[Image object location entries]
— Begin —
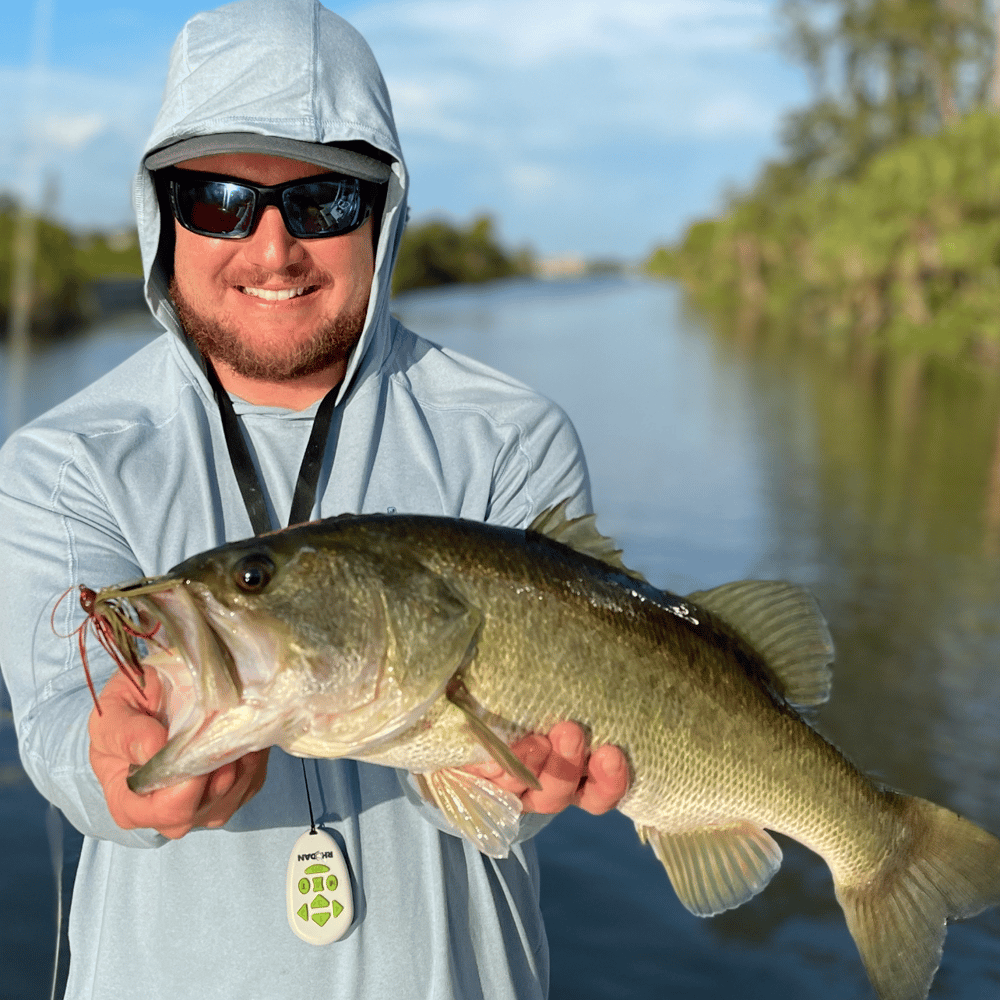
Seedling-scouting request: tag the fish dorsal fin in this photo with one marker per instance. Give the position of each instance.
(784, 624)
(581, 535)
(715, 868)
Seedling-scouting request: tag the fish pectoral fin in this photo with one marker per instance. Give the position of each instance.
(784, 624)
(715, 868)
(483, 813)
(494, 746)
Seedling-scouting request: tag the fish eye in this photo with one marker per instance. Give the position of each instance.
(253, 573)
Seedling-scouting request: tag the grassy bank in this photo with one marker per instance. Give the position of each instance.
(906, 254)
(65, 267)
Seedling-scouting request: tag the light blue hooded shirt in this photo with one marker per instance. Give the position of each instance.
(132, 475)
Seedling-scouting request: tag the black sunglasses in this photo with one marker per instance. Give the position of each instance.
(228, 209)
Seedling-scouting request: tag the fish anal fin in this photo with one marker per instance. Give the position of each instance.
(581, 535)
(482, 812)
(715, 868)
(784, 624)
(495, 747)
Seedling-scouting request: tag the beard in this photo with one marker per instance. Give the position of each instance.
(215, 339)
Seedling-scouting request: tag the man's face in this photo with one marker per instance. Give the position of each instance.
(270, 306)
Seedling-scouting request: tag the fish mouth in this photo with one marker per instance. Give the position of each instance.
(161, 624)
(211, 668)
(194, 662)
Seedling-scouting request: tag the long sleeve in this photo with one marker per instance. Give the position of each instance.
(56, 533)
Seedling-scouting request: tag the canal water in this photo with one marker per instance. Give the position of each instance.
— End —
▸ **WHAT IS BEING ASKED**: Quote the preceding records in their entirety, excluding every picture.

▸ **ANSWER TO THIS TASK**:
Seedling-scouting request: tag the fish dorsal fin in this photo with one marker per instance. Give the position of each instance.
(784, 624)
(581, 535)
(715, 868)
Seedling-scouting request: tag the fish pectoral fin in this photo with one marker per instance. Give the position of each instance.
(784, 624)
(715, 868)
(483, 813)
(494, 746)
Seedling-scouting request: tag the fish eye in this photo with one marker per instance. Give the position of each instance.
(253, 573)
Seedling-scouting request: tag the grassy bank in this photo with one marker per instance. Give the position of each instance.
(906, 254)
(65, 267)
Seedling-scouting request: tag the light blue hooded shirt in this photo with one marker per instance. Give the position of each instance.
(132, 475)
Seedling-scouting request: tag the black sunglasses in this photo with one marker per instance. Give the position of each instance.
(228, 209)
Seedling-scouting request: tag the fish anal fin in this photo with one marker per instance. Give the position of each instance.
(581, 535)
(482, 812)
(715, 868)
(784, 624)
(495, 747)
Seedling-scouting request: tag the beard in this photo with one marker per instance. Give the position of each instance.
(215, 339)
Seedling-scouting request: tag the man's face in this photo with one marker per instance. Give the position of each instance.
(270, 306)
Seedling-scouting request: tag the fish mouth in this photo with one marker per instance. Give the position of each instance.
(161, 624)
(211, 668)
(194, 662)
Seedling-scouting request: tag the long sleeve in this photo with one marker per instance. Give the position of each instance.
(56, 533)
Seedling-scouting request: tag the canal water in this photo with one marker per instance. Give the position of each instance.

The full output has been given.